[Recorded data]
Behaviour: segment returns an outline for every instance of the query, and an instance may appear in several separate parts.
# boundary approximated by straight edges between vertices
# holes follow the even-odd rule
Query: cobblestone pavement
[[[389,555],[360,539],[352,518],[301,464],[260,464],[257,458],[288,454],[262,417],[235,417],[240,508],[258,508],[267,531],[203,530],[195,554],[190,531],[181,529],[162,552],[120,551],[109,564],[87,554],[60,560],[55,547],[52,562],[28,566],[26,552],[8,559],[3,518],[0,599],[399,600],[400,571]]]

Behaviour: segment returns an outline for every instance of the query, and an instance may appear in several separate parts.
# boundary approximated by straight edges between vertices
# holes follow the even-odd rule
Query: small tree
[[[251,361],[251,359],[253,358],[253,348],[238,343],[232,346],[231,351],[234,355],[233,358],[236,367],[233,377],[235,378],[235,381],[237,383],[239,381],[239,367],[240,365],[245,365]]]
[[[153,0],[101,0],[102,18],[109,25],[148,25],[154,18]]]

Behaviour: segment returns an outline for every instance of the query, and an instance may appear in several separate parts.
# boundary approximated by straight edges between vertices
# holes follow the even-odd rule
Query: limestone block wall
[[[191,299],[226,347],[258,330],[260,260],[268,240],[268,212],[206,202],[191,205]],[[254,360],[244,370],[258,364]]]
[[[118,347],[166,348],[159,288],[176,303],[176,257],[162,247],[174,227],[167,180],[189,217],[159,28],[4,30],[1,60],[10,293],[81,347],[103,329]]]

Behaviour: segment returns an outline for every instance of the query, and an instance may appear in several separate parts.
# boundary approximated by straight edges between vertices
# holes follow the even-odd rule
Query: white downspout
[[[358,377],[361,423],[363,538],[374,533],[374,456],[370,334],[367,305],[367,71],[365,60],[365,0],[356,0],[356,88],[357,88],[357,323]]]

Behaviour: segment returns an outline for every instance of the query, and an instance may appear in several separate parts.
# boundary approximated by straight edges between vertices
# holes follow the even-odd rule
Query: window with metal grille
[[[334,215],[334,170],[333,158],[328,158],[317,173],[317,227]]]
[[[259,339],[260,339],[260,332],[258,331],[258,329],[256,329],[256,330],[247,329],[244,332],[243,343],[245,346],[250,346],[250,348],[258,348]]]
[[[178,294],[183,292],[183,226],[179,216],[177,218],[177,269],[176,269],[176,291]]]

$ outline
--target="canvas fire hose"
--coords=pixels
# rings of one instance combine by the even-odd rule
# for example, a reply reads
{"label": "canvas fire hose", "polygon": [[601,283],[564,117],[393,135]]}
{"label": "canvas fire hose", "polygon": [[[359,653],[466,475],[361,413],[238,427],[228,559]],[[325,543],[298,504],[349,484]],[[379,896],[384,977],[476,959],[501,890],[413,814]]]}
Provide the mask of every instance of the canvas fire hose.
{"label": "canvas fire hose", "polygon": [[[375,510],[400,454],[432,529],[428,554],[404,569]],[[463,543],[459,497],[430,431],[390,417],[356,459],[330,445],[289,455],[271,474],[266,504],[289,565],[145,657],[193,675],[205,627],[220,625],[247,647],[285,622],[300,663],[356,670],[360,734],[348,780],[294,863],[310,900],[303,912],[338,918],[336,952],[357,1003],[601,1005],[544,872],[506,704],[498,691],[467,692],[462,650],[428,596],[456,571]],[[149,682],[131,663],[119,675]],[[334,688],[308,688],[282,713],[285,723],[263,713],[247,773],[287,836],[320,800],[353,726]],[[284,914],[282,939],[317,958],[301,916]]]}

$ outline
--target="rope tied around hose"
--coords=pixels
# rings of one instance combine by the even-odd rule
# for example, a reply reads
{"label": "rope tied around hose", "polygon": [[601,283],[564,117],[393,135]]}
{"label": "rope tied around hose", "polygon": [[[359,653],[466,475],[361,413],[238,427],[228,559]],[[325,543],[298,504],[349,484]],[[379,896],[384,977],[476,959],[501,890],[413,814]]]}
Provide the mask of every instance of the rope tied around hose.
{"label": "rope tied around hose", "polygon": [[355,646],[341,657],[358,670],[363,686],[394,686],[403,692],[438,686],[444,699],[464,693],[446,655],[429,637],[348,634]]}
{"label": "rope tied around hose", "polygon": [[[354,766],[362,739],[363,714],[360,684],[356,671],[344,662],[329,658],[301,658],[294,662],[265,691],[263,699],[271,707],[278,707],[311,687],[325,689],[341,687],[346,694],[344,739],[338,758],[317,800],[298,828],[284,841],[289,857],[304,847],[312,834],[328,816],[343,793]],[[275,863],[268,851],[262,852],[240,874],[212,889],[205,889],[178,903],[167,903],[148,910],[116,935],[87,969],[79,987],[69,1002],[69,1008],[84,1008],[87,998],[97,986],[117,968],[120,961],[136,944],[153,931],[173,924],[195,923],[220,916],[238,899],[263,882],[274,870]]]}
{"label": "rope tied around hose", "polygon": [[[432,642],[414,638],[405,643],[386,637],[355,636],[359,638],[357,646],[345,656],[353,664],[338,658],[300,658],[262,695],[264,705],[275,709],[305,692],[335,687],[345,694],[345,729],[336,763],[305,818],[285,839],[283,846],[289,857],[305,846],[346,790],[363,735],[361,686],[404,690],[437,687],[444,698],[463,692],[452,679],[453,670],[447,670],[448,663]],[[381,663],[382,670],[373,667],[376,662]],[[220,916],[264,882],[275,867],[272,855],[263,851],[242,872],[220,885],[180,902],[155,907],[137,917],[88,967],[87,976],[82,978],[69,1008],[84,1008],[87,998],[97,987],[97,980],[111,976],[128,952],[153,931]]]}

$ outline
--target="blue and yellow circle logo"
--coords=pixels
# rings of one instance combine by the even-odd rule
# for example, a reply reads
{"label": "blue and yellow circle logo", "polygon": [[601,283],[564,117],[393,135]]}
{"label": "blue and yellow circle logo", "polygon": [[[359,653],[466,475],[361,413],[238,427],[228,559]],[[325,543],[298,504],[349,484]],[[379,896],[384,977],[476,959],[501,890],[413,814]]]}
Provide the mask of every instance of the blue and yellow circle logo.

Action item: When a line in the records above holds "blue", that line is to be reported.

Result:
--target="blue and yellow circle logo"
{"label": "blue and yellow circle logo", "polygon": [[601,283],[564,117],[393,135]]}
{"label": "blue and yellow circle logo", "polygon": [[[359,653],[466,475],[361,413],[238,427],[228,559]],[[325,543],[298,504],[349,484]],[[379,896],[384,977],[476,959],[501,890],[413,814]]]}
Provide the mask of every instance of the blue and yellow circle logo.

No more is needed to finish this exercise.